### What you have to do
Rewrite all the items below with every "Segment" swapped for "Outline", keeping everything else the same.

### Dataset records
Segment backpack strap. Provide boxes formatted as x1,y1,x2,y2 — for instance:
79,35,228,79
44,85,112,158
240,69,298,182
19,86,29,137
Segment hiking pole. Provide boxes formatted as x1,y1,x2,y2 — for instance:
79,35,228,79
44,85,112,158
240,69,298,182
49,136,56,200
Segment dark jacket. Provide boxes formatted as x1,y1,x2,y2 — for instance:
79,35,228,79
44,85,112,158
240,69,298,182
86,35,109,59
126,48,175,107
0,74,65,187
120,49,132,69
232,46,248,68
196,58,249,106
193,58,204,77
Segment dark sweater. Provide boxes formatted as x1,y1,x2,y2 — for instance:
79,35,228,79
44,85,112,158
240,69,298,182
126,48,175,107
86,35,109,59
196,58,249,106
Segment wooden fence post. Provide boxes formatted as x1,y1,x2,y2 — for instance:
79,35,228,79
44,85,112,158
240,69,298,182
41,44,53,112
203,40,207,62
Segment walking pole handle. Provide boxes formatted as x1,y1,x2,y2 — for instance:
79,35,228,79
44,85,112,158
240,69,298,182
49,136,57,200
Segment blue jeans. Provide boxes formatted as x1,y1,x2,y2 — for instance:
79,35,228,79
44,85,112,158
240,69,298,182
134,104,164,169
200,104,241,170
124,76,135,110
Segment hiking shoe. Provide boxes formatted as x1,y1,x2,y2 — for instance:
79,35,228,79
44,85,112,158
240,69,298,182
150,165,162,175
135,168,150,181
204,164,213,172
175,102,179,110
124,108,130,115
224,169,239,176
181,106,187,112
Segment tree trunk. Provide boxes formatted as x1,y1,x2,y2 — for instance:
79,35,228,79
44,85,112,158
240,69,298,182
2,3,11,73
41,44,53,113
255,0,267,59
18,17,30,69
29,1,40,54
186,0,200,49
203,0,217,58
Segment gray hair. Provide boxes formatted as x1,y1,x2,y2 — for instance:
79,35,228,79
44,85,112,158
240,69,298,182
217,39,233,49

### Solution for this exercise
Outline backpack strap. Provide boxes formatted as x1,y1,x2,y2 — for instance:
79,35,228,79
44,85,112,158
240,69,298,182
19,86,29,137
Outline hiking pole. Provide boxes formatted as x1,y1,x2,y2 — for instance:
79,35,228,79
44,85,112,158
240,69,298,182
49,136,56,200
Outline dark jacket. Provide boxes formatted as x1,y1,x2,y2 — for instance:
79,35,228,79
44,85,112,158
240,69,298,182
86,35,109,59
126,48,175,107
0,74,65,187
120,49,132,69
232,46,248,68
196,58,249,106
193,58,204,77
Outline dark sweater. Provide boxes formatted as x1,y1,x2,y2 — for instance:
79,35,228,79
44,85,112,158
240,69,298,182
126,48,175,107
86,35,109,59
196,58,249,106
Outline wooden fence post. Provide boxes formatted as x1,y1,x2,y2 — for instance:
79,35,228,79
44,85,112,158
240,69,298,182
41,44,53,112
203,40,207,62
Outline walking pole handle. Provide boxes formatted as x1,y1,x2,y2 — for instance:
79,35,228,79
44,85,112,158
240,69,298,182
49,136,57,200
Outline blue jeans. Provide boxes formatted as x1,y1,x2,y2 — for instance:
79,35,228,79
44,85,112,158
240,69,298,182
134,104,164,169
200,104,241,170
124,76,135,110
Outline hiking shoe. Provide boxes formatted as x1,y1,x2,y2 — for instance:
79,35,228,79
44,85,112,158
240,69,298,182
150,165,162,175
135,168,150,181
204,164,213,172
175,102,179,110
124,108,130,115
224,169,239,176
181,106,187,112
Outline tree trunk. Provide boxes formatted as x1,y1,x2,y2 — for instance:
79,35,228,79
44,85,112,158
240,69,298,182
2,3,11,73
41,44,53,113
255,0,267,59
18,17,30,69
29,1,40,54
186,0,200,49
203,0,217,58
Outline gray hair. Provide boxes formatted as x1,y1,x2,y2 — for instance:
79,35,228,79
44,85,112,158
240,69,298,182
217,39,233,49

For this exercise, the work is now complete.